** Opening Records to use block **
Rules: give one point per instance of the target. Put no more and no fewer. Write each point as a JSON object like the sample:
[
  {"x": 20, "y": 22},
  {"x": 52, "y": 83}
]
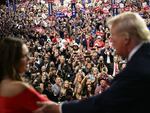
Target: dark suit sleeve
[{"x": 117, "y": 98}]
** Closing Records to use block **
* [Activity] Copy all the data exactly as written, but skip any picture.

* [Answer to this task]
Rules: give one point per instance of the target. Put no more and no fewer. Write each point as a JSON object like the sample:
[
  {"x": 20, "y": 22},
  {"x": 52, "y": 83}
]
Target: dark suit sleeve
[{"x": 117, "y": 98}]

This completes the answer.